### Action item
Work through the data and report how many lines include the string "below", giving the number alone.

### Supplied material

BEGIN

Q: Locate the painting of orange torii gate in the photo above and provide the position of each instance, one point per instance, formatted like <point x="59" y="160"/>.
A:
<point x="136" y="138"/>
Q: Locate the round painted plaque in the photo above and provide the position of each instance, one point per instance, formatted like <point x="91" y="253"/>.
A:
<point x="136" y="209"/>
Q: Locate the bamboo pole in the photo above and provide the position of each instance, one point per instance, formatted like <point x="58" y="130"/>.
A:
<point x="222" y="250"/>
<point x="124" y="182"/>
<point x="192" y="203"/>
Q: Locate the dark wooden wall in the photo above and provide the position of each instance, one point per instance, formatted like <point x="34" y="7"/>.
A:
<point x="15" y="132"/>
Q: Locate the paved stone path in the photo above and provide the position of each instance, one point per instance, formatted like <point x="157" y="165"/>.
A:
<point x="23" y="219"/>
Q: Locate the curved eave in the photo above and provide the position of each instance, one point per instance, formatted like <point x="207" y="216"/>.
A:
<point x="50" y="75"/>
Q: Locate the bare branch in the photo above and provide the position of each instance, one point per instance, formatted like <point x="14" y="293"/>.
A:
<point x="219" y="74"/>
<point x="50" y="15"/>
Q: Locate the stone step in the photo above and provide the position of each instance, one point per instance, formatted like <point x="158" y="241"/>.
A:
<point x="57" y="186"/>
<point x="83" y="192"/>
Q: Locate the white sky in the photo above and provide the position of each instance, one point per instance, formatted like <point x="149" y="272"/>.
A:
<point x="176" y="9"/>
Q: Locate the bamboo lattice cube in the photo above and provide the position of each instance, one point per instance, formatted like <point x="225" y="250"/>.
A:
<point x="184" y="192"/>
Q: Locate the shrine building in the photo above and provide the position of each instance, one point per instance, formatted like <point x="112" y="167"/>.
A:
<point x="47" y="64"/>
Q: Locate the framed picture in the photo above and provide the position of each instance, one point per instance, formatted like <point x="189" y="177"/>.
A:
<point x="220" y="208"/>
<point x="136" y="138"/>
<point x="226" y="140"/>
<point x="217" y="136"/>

END
BEGIN

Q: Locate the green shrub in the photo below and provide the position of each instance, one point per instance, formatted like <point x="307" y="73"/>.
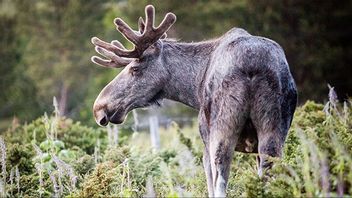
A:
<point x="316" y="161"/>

END
BEGIN

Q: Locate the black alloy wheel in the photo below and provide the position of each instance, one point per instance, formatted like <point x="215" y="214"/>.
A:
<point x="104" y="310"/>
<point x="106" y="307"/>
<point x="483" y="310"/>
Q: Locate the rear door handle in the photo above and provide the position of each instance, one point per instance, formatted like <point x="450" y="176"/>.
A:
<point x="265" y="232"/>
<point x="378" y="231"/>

END

### Result
2